**Consigne:** Pouvez-vous recopier à l'identique les lignes des entrées ci-dessous, de la ligne contenant « target: red gum » à la ligne contenant « 123 459 L 122 », ces deux lignes comprises ?

(Entrées enregistrées)
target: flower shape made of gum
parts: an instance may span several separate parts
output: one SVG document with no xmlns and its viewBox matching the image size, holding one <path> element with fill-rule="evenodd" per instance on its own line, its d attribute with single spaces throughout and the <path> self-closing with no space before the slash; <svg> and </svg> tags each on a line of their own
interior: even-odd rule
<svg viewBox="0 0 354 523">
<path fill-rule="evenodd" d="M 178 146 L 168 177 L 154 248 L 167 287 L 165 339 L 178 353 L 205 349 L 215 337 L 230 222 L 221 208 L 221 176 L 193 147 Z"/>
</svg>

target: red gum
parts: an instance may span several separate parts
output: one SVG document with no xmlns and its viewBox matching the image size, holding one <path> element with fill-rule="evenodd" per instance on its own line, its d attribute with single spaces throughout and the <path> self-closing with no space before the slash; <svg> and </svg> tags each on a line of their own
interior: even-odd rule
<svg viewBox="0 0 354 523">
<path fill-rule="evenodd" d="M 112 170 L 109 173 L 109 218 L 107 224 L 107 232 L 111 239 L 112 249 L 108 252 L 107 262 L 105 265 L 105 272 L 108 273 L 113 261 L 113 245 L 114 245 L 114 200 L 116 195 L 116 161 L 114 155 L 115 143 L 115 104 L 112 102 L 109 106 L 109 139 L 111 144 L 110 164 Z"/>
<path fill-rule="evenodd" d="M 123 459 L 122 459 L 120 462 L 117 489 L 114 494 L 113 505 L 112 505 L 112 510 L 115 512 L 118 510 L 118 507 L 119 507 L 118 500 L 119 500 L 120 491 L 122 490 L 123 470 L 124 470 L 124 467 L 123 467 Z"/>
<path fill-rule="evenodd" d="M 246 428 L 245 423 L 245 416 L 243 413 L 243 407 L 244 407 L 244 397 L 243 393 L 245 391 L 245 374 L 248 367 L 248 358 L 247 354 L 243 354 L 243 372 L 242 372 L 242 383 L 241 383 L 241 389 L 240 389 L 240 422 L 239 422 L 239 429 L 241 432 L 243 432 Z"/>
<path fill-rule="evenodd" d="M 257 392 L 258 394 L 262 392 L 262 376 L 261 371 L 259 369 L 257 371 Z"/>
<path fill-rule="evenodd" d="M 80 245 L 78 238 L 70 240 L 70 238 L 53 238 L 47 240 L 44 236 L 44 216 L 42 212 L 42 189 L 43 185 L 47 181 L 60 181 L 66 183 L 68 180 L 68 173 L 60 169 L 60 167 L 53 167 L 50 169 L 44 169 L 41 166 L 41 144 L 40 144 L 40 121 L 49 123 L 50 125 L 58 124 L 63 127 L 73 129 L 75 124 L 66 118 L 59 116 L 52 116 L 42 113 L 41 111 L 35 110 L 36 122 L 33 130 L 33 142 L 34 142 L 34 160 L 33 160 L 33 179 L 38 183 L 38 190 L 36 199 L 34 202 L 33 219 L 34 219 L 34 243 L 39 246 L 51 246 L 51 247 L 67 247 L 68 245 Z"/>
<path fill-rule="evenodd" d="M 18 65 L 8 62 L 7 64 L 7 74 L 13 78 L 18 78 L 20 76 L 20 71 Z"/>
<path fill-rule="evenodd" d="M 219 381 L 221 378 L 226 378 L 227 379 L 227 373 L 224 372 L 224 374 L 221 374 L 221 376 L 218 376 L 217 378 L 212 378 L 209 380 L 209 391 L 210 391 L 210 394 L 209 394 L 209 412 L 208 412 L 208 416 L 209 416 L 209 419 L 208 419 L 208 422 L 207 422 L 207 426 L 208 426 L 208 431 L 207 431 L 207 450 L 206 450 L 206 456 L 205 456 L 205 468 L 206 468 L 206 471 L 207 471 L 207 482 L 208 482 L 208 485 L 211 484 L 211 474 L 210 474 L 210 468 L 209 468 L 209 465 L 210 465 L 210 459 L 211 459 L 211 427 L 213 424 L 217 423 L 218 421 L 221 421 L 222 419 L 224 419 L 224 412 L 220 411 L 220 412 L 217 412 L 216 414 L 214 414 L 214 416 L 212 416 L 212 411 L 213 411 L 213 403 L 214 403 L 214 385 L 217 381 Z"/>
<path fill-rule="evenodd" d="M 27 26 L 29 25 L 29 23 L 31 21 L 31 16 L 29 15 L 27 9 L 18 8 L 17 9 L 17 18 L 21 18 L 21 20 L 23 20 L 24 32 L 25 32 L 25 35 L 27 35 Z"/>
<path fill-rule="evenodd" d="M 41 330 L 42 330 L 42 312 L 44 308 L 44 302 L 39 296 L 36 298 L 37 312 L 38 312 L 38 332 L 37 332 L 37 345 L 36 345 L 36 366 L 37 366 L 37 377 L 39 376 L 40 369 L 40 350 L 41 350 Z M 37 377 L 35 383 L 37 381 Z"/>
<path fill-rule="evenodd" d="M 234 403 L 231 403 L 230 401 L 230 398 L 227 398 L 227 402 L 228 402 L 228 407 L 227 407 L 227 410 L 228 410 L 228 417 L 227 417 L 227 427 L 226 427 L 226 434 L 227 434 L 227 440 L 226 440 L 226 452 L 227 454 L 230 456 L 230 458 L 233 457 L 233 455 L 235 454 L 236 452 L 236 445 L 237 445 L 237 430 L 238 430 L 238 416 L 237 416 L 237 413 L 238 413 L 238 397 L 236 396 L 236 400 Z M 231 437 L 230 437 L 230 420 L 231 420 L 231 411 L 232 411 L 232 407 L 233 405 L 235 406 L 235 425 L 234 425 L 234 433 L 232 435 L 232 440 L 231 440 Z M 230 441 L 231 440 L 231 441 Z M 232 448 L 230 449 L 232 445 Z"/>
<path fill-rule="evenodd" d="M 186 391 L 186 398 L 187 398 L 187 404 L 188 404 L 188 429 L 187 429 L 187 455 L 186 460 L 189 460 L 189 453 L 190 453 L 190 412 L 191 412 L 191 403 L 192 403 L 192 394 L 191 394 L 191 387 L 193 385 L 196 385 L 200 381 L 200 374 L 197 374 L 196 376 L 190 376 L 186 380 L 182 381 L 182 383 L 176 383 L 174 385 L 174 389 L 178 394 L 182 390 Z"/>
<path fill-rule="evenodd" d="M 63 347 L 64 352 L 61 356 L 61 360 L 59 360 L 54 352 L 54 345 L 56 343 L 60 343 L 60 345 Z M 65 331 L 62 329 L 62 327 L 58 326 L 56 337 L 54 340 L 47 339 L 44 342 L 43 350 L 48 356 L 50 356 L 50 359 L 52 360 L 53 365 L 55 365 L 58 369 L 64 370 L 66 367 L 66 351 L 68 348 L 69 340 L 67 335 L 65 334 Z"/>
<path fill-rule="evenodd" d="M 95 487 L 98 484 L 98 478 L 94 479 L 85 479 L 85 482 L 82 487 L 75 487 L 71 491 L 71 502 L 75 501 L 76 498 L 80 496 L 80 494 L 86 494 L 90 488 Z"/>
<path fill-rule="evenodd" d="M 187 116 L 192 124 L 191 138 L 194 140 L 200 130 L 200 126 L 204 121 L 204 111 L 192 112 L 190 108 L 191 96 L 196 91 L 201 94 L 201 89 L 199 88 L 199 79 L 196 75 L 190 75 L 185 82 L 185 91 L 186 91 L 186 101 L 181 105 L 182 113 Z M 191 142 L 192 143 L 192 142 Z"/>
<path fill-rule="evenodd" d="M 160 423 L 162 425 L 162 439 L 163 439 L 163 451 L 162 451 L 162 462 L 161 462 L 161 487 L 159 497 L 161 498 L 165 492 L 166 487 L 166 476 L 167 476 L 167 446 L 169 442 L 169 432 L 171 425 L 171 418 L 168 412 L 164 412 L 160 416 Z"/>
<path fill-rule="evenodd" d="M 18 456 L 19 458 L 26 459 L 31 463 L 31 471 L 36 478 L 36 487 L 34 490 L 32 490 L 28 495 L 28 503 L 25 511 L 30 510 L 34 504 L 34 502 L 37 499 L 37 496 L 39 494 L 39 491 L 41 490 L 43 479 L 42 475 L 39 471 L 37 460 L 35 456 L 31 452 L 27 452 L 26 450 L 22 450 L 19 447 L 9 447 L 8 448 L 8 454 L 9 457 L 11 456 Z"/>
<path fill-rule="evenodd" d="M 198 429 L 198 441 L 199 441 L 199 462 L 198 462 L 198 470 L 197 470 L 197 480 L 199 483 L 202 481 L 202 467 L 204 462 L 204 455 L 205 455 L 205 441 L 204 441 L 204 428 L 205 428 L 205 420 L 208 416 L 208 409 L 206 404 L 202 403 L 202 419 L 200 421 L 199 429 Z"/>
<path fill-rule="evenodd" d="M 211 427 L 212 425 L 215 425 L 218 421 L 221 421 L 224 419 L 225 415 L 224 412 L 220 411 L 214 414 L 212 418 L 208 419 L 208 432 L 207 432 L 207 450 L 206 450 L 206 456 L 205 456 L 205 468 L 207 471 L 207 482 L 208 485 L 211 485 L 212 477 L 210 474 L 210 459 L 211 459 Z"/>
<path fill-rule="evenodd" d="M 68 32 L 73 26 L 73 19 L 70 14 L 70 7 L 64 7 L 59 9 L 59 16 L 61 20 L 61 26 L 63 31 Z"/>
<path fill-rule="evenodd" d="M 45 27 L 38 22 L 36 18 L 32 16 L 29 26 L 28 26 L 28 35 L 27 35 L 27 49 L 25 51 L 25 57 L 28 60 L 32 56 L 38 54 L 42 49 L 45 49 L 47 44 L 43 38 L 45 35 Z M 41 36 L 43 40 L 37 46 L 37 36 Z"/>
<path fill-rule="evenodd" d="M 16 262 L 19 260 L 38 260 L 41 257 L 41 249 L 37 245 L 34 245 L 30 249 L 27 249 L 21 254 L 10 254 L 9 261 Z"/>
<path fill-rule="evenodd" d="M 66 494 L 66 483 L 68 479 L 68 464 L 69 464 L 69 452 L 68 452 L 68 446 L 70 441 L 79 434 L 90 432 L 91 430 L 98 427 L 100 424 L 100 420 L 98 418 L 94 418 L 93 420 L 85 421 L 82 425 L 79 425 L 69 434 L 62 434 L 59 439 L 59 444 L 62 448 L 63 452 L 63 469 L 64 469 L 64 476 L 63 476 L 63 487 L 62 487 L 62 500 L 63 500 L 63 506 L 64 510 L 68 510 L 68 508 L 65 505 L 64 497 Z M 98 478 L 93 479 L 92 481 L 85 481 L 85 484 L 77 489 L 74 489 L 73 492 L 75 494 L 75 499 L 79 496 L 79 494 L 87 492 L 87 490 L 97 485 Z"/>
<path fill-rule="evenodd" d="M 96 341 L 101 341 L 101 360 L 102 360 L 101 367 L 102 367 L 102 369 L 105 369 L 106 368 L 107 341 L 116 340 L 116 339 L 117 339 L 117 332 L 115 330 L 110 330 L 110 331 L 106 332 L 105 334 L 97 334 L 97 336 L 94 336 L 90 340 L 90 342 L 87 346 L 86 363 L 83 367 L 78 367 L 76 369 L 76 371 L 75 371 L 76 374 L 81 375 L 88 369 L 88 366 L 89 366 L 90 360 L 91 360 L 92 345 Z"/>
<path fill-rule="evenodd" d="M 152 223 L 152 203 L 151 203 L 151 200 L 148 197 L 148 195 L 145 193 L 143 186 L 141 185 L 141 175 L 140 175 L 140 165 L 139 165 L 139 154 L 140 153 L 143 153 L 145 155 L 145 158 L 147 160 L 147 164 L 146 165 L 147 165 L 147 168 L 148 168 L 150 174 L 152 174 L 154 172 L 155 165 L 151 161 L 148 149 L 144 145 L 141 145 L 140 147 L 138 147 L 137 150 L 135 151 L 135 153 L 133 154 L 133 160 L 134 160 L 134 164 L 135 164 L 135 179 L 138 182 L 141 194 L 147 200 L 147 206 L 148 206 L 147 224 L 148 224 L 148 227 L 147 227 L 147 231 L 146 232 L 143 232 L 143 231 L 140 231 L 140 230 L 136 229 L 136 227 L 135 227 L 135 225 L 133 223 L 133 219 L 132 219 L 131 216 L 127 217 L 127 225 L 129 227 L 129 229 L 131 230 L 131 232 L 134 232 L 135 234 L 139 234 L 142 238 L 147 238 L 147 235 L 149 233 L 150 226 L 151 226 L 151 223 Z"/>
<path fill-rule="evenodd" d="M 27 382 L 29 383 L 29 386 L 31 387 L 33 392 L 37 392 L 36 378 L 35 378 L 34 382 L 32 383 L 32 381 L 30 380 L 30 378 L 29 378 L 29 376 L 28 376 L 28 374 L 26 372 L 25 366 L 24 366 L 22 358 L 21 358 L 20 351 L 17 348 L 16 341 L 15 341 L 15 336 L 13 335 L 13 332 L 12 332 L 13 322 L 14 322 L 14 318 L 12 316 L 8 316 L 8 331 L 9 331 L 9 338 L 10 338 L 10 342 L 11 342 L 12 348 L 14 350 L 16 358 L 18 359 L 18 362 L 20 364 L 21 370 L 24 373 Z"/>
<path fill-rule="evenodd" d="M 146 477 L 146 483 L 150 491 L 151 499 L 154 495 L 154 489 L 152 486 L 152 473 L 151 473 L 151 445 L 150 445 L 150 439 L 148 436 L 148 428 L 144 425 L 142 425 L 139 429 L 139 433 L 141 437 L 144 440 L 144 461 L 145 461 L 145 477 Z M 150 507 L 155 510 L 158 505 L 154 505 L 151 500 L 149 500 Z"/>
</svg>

**Résultat:**
target: red gum
parts: an instance may span several separate parts
output: one SVG document with no xmlns and its viewBox matching the image size, holding one <path> element with fill-rule="evenodd" per instance on its own line, its d attribute with single spaces throughout and the <path> self-closing with no space before the slash; <svg> and </svg> tags each on a line of their own
interior: even-odd rule
<svg viewBox="0 0 354 523">
<path fill-rule="evenodd" d="M 112 170 L 109 173 L 109 218 L 107 224 L 107 232 L 111 239 L 112 249 L 108 252 L 107 262 L 105 265 L 105 272 L 108 273 L 113 261 L 113 245 L 114 245 L 114 200 L 116 195 L 116 161 L 114 155 L 115 143 L 115 104 L 112 102 L 109 106 L 109 139 L 111 144 L 110 164 Z"/>
<path fill-rule="evenodd" d="M 123 459 L 122 459 L 120 462 L 117 489 L 114 494 L 113 505 L 112 505 L 112 510 L 115 512 L 118 510 L 118 507 L 119 507 L 118 500 L 119 500 L 120 491 L 122 490 L 123 470 L 124 470 L 124 467 L 123 467 Z"/>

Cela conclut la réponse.